Pull out every line from the listing that has the word "green".

%%

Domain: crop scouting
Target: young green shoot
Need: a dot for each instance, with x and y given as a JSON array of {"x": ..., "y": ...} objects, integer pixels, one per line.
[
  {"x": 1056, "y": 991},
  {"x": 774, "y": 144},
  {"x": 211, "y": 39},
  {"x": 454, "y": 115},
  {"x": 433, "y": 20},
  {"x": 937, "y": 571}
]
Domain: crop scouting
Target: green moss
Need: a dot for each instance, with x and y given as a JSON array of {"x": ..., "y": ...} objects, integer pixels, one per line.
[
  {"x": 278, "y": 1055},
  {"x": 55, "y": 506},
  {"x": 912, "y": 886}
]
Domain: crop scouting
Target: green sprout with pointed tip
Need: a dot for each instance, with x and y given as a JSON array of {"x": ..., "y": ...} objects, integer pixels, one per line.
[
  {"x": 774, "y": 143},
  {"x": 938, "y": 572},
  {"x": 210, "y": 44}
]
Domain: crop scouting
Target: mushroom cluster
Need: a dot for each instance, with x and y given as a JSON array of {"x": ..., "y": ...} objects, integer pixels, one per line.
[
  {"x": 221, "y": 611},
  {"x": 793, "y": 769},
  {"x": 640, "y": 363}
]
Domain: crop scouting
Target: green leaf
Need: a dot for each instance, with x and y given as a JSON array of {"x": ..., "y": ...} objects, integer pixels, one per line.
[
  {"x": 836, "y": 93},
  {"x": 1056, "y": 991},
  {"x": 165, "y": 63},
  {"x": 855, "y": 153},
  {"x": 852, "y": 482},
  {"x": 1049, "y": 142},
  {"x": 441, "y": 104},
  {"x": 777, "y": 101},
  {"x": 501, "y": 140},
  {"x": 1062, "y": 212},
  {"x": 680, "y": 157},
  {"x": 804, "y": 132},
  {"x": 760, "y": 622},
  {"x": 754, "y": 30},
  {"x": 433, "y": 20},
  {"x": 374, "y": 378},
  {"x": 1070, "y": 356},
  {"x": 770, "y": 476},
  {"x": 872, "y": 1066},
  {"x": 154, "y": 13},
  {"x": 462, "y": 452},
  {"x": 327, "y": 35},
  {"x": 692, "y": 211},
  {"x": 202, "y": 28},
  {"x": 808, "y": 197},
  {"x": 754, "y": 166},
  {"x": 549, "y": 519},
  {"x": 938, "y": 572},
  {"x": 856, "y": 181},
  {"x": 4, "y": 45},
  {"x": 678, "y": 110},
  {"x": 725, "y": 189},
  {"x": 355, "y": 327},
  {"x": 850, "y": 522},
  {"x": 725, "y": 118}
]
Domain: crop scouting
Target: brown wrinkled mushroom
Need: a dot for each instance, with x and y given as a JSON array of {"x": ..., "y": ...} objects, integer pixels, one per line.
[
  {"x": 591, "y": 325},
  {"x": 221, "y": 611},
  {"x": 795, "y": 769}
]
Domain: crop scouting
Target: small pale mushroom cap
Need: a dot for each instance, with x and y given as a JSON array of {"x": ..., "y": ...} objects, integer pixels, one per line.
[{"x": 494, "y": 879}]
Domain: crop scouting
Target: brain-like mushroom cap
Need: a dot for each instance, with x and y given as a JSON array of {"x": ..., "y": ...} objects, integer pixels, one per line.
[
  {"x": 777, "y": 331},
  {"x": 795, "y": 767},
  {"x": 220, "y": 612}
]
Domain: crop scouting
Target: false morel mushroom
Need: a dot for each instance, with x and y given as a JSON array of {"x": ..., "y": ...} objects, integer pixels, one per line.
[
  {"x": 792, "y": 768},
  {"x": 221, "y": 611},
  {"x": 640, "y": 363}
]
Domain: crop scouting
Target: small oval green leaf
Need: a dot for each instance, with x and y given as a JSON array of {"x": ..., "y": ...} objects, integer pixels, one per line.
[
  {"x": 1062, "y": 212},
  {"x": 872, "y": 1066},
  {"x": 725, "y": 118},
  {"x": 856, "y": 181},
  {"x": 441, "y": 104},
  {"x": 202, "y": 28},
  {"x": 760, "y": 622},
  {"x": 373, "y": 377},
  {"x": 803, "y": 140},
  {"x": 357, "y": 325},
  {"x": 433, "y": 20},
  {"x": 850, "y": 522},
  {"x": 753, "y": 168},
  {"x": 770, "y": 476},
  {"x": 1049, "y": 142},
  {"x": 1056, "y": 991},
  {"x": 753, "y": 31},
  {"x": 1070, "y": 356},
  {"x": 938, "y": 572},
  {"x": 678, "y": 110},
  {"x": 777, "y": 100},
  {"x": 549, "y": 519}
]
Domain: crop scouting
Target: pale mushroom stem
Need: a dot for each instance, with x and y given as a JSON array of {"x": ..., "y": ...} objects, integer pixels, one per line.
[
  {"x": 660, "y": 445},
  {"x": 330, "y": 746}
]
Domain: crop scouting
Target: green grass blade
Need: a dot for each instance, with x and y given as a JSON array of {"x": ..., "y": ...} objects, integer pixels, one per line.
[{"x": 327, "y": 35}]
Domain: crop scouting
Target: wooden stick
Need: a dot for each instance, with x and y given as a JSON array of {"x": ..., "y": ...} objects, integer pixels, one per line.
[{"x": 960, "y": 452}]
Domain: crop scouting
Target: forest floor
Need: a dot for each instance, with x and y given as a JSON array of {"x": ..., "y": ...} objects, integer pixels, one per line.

%%
%%

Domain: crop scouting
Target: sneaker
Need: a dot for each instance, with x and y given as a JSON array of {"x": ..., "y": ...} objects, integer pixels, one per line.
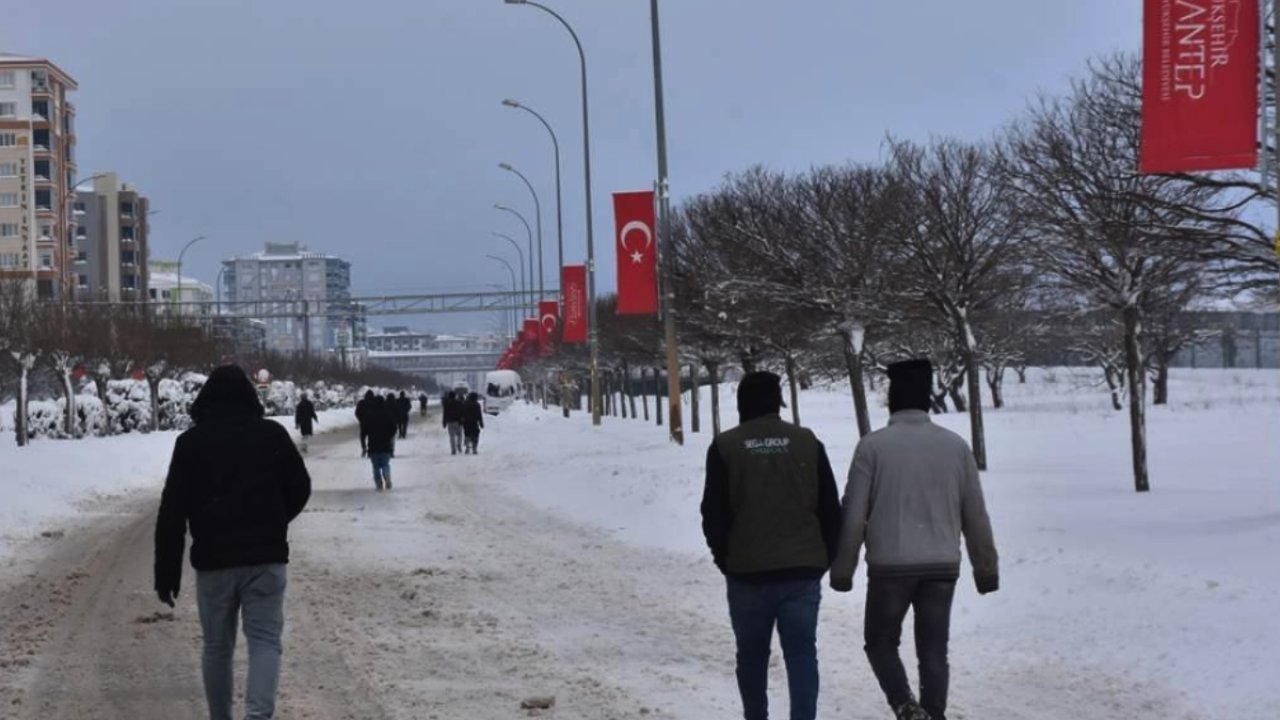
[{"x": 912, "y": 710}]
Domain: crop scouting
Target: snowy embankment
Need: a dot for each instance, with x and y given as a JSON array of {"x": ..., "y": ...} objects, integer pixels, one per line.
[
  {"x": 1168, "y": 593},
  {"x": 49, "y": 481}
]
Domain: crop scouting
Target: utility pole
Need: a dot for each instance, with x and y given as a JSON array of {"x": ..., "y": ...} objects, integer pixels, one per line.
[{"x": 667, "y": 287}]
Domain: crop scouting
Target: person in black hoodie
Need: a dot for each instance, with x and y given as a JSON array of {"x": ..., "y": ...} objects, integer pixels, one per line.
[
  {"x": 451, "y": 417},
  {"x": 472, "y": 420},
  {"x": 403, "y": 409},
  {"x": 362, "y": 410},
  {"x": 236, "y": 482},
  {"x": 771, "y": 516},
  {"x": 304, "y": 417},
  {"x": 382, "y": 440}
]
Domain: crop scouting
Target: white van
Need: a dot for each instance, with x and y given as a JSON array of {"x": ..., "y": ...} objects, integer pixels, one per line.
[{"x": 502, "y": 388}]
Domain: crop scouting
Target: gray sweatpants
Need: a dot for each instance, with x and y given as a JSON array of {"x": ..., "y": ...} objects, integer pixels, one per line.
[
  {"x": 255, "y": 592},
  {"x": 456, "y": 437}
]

%%

* _RESPONSE AREA_:
Target: young green shoot
Target: green moss
Target: green sprout with pointed tip
Target: green leaf
Target: small oval green leaf
Target: green grass blade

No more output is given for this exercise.